The Company has 40,976,458 shares of common stock issued and outstanding as of the date of this prospectus. Pursuant to this offering the Company is registering for resale 10,000,000 shares of its common stock at a fixed price of $2.50 per share for the duration of the offering. The Company is also registering additional 916,458 shares of its common stock for the resale of Selling Shareholders at the fixed price of $2.50 per share for the duration of the offering.

 

There is no arrangement to address the possible effect of the offering on the price of the stock.

 

In connection with the Company’s selling efforts in the offering, none of the Company’s officers or directors will register as a broker-dealer pursuant to Section 15 of the Exchange Act, but rather they will rely upon the “safe harbor” provisions of SEC Rule 3a4-1, promulgated under the Securities Exchange Act of 1934, as amended (the “Exchange Act”).

Brief 1.
For each statement about the prospectus passage, answer yes or no and quote the passage's words that decide it. (a) The Company is registering 10,000,000 shares for resale at a fixed price of $2.50 per share. (b) An arrangement exists to address how the offering may affect the stock price. (c) The Company's officers or directors will register as broker-dealers under Section 15 of the Exchange Act.
The prospectus passage and the listing that follows have no connection to each other.

Provided records.

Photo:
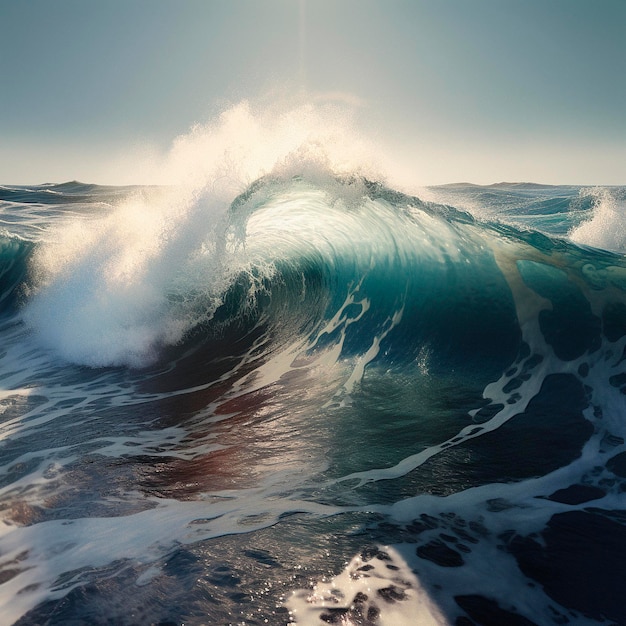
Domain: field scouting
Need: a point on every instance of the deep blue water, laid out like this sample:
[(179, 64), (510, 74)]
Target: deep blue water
[(324, 401)]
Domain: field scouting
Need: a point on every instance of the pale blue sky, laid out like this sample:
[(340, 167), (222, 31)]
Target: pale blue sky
[(478, 90)]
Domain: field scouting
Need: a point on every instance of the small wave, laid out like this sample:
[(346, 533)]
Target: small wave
[(606, 228)]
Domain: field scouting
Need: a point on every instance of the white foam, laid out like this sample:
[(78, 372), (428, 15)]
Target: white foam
[(383, 586), (112, 290), (607, 227)]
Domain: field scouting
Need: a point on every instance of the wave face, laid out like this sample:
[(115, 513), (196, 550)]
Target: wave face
[(320, 401)]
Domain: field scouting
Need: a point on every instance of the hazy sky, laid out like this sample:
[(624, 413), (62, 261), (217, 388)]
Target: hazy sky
[(476, 90)]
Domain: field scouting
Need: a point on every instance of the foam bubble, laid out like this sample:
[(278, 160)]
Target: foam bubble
[(607, 226), (112, 290)]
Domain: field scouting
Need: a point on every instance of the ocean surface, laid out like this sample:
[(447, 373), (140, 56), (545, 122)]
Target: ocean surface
[(319, 401)]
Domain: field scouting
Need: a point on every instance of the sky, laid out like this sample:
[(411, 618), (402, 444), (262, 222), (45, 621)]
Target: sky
[(450, 90)]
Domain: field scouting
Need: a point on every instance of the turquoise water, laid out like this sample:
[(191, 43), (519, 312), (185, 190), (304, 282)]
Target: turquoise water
[(320, 400)]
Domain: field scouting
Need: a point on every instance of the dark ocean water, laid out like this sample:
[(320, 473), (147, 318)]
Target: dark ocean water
[(323, 401)]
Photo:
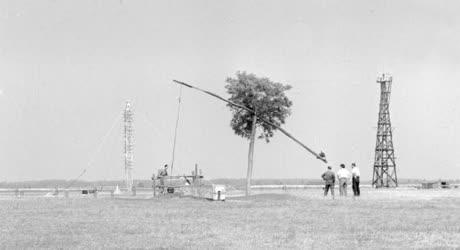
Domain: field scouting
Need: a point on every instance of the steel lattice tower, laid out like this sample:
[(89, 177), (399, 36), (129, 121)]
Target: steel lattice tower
[(128, 145), (384, 165)]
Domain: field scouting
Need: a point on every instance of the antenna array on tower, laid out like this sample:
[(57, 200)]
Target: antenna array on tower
[(384, 165)]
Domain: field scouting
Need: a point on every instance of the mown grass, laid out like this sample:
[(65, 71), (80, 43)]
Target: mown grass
[(300, 219)]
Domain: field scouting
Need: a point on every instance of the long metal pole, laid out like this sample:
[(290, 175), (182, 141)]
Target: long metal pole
[(318, 156), (175, 130)]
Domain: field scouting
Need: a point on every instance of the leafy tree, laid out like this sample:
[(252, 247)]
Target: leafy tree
[(268, 102)]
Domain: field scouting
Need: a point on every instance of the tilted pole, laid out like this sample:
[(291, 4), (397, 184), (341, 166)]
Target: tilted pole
[(319, 156)]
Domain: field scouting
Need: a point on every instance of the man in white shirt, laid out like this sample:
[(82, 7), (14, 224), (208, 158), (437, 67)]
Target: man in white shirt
[(355, 179), (343, 175)]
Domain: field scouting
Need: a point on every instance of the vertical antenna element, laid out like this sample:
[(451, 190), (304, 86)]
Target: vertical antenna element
[(175, 130), (384, 165), (128, 145)]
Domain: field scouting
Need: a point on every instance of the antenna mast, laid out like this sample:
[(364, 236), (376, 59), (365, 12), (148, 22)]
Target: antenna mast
[(128, 145), (384, 165)]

Brief 2.
Revise the listing from its first line down to and including the line containing "[(607, 226), (112, 290)]", replacing "field scouting" with "site survey" and changing nothing else. Leave the pictures out of your answer.

Complete output 1.
(a) Yes: "the Company is registering for resale 10,000,000 shares of its common stock at a fixed price of $2.50 per share"
(b) No: "There is no arrangement to address the possible effect of the offering on the price of the stock."
(c) No: "none of the Company’s officers or directors will register as a broker-dealer pursuant to Section 15 of the Exchange Act"

Complete output 2.
Photo:
Domain: site survey
Need: a point on every instance of the deep blue water, laid out like this sample:
[(179, 64), (510, 74)]
Target: deep blue water
[(324, 401)]
Domain: site survey
Need: a point on every instance of the pale blue sky, laid out like this sample:
[(340, 167), (222, 31)]
Target: pale blue sky
[(478, 90)]
Domain: site survey
Need: a point on every instance of the small wave, laid out like this sample:
[(346, 533)]
Target: small wave
[(606, 228)]
Domain: site survey
Need: a point on every instance of the white foam, laid out like this sample:
[(78, 372), (428, 15)]
Target: white foam
[(383, 586), (112, 290), (607, 227)]
Domain: site survey
Need: a point on every instance of the wave face, laid out like this sample:
[(115, 513), (196, 550)]
Target: wave face
[(320, 401)]
Domain: site survey
Need: a point on every instance of the hazy sky, laid out like this sample:
[(624, 413), (62, 261), (217, 388)]
Target: hazy sky
[(476, 90)]
Domain: site survey
Need: a point on every instance of the foam bubble, laid out like this sample:
[(278, 160)]
Target: foam bubble
[(607, 226), (112, 290)]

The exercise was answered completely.